● **Exercise objective**: What follows is a listing. Return every line of it exactly.
[[ Exercise inputs open ]]
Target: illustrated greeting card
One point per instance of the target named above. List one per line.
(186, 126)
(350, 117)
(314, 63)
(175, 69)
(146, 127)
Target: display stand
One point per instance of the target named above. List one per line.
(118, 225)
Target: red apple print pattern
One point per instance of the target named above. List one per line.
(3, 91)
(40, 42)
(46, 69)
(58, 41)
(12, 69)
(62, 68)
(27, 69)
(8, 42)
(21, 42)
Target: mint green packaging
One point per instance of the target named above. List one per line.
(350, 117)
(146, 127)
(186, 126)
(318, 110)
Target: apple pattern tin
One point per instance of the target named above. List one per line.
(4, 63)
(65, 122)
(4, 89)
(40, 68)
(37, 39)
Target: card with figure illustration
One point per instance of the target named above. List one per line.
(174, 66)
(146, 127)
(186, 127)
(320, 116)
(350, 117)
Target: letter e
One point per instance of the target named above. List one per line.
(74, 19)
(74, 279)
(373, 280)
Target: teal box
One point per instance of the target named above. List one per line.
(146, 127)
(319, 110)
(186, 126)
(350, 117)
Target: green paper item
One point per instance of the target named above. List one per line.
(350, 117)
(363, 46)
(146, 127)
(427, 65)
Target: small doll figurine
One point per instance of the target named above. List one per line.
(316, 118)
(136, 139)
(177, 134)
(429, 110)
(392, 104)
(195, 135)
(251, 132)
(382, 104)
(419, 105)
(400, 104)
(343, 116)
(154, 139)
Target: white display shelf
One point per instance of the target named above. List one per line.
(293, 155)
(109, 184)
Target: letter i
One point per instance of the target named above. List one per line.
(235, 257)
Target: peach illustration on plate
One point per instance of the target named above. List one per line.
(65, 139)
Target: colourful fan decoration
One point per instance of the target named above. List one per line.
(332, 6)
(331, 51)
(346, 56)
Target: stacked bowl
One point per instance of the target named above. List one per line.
[[ Exercise inputs closed ]]
● **Solution for this task**:
Target: illustrated greeting card
One point per instance of the target named above. List one per line.
(186, 126)
(350, 117)
(314, 63)
(175, 69)
(146, 127)
Target: display stand
One point per instance of the target named above. List one per line.
(118, 225)
Target: red apple print pattern
One point per instance of the target named above. List one per line.
(3, 91)
(40, 42)
(46, 69)
(58, 41)
(12, 69)
(62, 68)
(27, 69)
(8, 42)
(21, 42)
Target: mint green packaging
One point per instance of the target named above. List one per line.
(350, 117)
(146, 127)
(186, 126)
(318, 110)
Target: apple pattern tin
One point per instance of the target named above. List one per line.
(4, 63)
(65, 122)
(4, 89)
(40, 68)
(37, 39)
Target: card with figure illustration
One point per instance of the target named above. List one per line.
(174, 66)
(146, 127)
(186, 127)
(320, 116)
(350, 117)
Target: letter e
One point per instance of the target named above. List one per line.
(74, 19)
(74, 279)
(373, 280)
Target: teal box
One point per instance of the target named above. List one per line.
(146, 127)
(319, 110)
(186, 126)
(350, 117)
Target: green paper item
One point per instance of the target named above. List one per line.
(350, 117)
(363, 46)
(146, 127)
(427, 65)
Target: small doll figurine
One point per instance of the target named above. List one per line.
(316, 118)
(136, 139)
(177, 134)
(429, 110)
(392, 104)
(195, 135)
(251, 132)
(382, 104)
(419, 105)
(400, 104)
(343, 116)
(154, 139)
Target: white display shelf
One point per instance of the target named above. List one per line.
(293, 155)
(109, 184)
Target: letter i
One point per instance of the target named above. List one per line.
(235, 257)
Target: peach illustration on plate
One point per instance of the target named above. List one per line.
(65, 139)
Target: colourful fan decoration
One point per instance of the target named above. List one per line.
(332, 6)
(331, 51)
(346, 56)
Target: stacked bowl
One point per instance of the target named above. List one per line.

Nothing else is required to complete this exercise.